>> BEGIN Source passage
The_Face_of_Boo wrote:
Aristophanes wrote:
RetroGamer87 wrote:
The_Face_of_Boo wrote:
They begin by being compatible in every way; class-wise, career, looks, ...etc. That's half of the battle really.
The guys came in different shapes and personalities(introverts, extroverts, social, nonsocial...etc) did have what it takes to be a man in a relationship: life-savvy, life skills, good job, car of course (not fancy but not broken either)...etc

I'm doomed 8O

The only one of those things I have is a car.


The Face of Boo isn't every woman out there....there are some that are less high maintenance.


Are you in relationship, Aristo?
>> END Source passage
>> BEGIN Information given
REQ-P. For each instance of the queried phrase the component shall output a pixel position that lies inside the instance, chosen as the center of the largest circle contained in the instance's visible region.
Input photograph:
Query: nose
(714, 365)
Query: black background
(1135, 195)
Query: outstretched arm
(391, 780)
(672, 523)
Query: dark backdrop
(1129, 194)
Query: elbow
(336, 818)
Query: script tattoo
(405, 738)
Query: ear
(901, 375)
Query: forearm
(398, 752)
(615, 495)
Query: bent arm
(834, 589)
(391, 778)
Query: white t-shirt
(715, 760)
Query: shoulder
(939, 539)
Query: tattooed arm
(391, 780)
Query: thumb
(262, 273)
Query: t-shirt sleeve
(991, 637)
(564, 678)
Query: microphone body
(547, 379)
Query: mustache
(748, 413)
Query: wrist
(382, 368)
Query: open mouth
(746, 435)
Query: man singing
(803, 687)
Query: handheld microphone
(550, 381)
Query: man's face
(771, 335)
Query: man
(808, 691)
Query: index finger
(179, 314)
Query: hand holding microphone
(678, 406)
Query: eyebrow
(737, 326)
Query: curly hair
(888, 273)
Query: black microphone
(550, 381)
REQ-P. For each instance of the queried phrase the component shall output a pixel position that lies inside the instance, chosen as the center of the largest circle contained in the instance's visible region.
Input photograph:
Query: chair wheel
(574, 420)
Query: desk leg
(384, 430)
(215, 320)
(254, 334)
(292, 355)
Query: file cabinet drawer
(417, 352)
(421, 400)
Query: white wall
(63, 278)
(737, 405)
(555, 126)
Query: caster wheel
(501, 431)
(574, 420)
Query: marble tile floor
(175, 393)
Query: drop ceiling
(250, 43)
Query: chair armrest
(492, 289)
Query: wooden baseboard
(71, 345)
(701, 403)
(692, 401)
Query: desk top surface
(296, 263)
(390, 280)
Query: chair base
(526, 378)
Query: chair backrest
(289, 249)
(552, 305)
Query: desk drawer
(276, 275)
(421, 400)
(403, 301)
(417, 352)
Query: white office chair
>> END Information given
§ Task to carry out: Reproduce the forum exchange in full, word for word, from its opening "wrote:" line through the closing question.

§ Result:
The_Face_of_Boo wrote:
Aristophanes wrote:
RetroGamer87 wrote:
The_Face_of_Boo wrote:
They begin by being compatible in every way; class-wise, career, looks, ...etc. That's half of the battle really.
The guys came in different shapes and personalities(introverts, extroverts, social, nonsocial...etc) did have what it takes to be a man in a relationship: life-savvy, life skills, good job, car of course (not fancy but not broken either)...etc

I'm doomed 8O

The only one of those things I have is a car.


The Face of Boo isn't every woman out there....there are some that are less high maintenance.


Are you in relationship, Aristo?